_Set task_
How many lines in the records below contain the string "window", counting only case-sensitive matches? Reply with the number alone.

_Input records_

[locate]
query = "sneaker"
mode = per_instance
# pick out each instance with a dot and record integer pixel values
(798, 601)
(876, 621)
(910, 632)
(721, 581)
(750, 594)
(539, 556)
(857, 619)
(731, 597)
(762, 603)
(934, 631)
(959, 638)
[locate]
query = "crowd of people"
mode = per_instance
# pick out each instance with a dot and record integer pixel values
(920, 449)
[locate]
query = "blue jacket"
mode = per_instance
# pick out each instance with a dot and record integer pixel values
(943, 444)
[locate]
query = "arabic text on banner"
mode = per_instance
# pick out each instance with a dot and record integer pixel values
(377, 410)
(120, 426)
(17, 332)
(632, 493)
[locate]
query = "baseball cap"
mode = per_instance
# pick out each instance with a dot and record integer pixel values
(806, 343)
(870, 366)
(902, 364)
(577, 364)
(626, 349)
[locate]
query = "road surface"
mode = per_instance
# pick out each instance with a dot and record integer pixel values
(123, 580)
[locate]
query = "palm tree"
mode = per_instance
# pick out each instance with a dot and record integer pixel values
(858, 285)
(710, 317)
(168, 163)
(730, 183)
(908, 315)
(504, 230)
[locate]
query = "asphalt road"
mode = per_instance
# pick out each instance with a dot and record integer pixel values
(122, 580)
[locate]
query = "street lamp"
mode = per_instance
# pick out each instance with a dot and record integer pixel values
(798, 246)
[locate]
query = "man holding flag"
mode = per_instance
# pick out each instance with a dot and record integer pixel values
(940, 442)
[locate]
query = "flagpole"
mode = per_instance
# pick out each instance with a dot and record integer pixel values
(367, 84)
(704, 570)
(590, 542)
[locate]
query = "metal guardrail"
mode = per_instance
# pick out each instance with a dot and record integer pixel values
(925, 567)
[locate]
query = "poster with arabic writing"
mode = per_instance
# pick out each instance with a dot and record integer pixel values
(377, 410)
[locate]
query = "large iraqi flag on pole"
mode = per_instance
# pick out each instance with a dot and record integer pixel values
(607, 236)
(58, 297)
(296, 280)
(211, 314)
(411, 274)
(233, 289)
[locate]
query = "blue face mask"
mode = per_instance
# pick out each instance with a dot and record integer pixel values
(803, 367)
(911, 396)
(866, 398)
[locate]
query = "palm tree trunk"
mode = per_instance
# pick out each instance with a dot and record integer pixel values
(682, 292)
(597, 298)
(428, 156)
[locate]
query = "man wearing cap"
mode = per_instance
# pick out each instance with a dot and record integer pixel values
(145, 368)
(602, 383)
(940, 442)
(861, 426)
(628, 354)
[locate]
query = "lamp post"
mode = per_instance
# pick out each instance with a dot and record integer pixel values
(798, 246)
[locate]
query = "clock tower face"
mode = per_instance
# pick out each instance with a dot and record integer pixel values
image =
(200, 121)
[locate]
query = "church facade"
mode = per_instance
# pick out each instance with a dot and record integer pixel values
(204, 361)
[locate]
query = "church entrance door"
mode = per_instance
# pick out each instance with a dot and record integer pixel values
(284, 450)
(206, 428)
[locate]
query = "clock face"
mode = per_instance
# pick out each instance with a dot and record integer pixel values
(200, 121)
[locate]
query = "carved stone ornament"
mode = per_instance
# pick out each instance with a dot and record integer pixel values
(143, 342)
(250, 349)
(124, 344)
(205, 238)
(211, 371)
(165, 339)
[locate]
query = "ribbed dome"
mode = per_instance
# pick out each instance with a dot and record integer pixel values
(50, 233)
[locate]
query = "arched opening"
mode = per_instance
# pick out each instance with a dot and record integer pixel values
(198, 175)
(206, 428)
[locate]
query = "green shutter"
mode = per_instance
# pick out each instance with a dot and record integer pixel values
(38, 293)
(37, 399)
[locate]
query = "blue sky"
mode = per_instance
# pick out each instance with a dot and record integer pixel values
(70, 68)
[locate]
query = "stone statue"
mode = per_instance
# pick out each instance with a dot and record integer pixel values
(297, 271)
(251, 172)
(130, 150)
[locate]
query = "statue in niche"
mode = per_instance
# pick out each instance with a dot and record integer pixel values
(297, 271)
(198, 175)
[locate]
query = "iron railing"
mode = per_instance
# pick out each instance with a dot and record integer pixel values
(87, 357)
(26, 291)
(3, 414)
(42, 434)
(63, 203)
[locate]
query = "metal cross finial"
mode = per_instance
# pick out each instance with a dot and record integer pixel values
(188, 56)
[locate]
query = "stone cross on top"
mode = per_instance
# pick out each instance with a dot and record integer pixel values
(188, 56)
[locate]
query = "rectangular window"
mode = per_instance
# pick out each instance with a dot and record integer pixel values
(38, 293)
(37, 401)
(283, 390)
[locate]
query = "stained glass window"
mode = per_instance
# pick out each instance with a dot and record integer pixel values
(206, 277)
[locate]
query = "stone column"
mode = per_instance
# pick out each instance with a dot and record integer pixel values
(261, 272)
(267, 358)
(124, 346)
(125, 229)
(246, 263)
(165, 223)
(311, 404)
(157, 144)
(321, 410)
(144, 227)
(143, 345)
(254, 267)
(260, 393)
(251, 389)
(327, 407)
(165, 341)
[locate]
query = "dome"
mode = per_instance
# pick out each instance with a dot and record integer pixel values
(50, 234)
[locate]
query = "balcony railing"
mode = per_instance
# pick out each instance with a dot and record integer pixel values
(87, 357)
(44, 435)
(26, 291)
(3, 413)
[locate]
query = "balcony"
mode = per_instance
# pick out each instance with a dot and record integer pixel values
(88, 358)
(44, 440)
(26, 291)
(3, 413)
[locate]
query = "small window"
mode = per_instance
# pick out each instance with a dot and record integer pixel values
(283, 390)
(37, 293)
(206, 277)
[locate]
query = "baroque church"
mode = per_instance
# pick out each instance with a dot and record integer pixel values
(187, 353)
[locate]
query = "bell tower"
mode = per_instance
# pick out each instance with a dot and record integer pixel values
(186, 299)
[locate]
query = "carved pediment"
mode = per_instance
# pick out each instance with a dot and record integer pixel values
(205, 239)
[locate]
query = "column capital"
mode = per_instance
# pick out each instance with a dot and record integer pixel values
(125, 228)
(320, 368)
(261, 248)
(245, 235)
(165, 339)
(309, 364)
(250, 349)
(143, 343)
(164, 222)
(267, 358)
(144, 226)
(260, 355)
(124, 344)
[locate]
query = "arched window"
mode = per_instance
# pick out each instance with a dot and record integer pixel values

_Task output_
4